───── Text passage
19    He then tendered a further report which had been obtained from Dr Walker dated 19 July, such report being supplementary to the earlier report of 5 June and based solely on the doctor's interview with the appellant on the earlier date. The report was directed primarily to whether there was available to the appellant a defence of mental illness within the M'Naghten rules. Dr Walker could detect no evidence of psychosis and considered that from what little evidence there was available to him, the appellant did not suffer from a delusional disorder, and as I read his report, concluded that he did not come within the M'Naghten definition of mental illness although the wording is not very clear. 20    His Honour observed, incorrectly, that "the issue of fitness was determined before the trial". There had in fact been no fitness hearing, Dr Walker had, as noted above, merely reported upon the appellant after the Director of Public Prosecutions expressed concern as to fitness, but had offered no opinion as to fitness and the subject matter was never the subject of a hearing. 21    His Honour continued:
        "There is nothing that I have observed that warrants a determination on fitness. If you propose to raise the matter of fitness before the court, have you considered the procedure advised by the Mental Health (Criminal Procedure) Act 1990 ?"

    His Honour indicated his view that the trial could not continue after the raising of the issue and observed that he regarded the issue as "raised in good faith". He said that such being the case the Crown's application would result in the trial being aborted and a fresh jury would need to be empanelled to try the issue of fitness to be tried. After further discussion the Crown Prosecutor sought an adjournment so that he could speak to the Director of Public Prosecutions. The adjournment was granted.
──────────
───── Excerpted records
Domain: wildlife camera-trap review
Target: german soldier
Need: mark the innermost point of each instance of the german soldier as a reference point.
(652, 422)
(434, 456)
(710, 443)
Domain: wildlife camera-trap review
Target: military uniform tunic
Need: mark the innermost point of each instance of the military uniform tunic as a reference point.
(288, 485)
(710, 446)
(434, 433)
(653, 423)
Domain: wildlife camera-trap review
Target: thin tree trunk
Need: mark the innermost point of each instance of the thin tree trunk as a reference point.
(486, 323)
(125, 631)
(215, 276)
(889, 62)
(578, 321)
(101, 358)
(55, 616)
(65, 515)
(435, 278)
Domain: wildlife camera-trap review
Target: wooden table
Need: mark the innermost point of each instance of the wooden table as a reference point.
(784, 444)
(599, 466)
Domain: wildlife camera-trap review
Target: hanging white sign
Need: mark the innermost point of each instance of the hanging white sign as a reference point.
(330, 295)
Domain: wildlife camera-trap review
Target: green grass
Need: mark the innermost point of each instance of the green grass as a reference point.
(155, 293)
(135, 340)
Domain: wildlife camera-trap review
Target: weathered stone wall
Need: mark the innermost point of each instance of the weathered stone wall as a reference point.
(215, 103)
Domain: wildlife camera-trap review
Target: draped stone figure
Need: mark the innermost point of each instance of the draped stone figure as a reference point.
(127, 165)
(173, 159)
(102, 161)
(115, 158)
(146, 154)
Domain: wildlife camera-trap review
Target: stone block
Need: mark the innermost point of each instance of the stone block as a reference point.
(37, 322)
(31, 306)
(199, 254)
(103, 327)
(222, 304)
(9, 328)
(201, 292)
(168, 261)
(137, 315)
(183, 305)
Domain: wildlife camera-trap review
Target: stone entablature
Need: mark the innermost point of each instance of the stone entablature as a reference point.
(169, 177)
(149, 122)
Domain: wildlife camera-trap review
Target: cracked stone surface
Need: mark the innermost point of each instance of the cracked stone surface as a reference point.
──────────
Things to do:
1. Transcribe the part of the court excerpt starting at "His Honour indicated" and ending at "adjournment was granted.".
2. In the court excerpt, why did the Crown Prosecutor seek an adjournment?
3. Do these statements agree with the court excerpt? Answer yes or no for each, and quote the deciding words.
(a) Dr Walker found evidence of psychosis in the appellant.
(b) A fitness hearing had been held before the trial.
(c) The Crown Prosecutor's request for an adjournment was granted.

Solutions in order:
1.
His Honour indicated his view that the trial could not continue after the raising of the issue and observed that he regarded the issue as "raised in good faith". He said that such being the case the Crown's application would result in the trial being aborted and a fresh jury would need to be empanelled to try the issue of fitness to be tried. After further discussion the Crown Prosecutor sought an adjournment so that he could speak to the Director of Public Prosecutions. The adjournment was granted.

2. He wanted to speak to the Director of Public Prosecutions.

3.
(a) No: "Dr Walker could detect no evidence of psychosis"
(b) No: "There had in fact been no fitness hearing"
(c) Yes: "The adjournment was granted."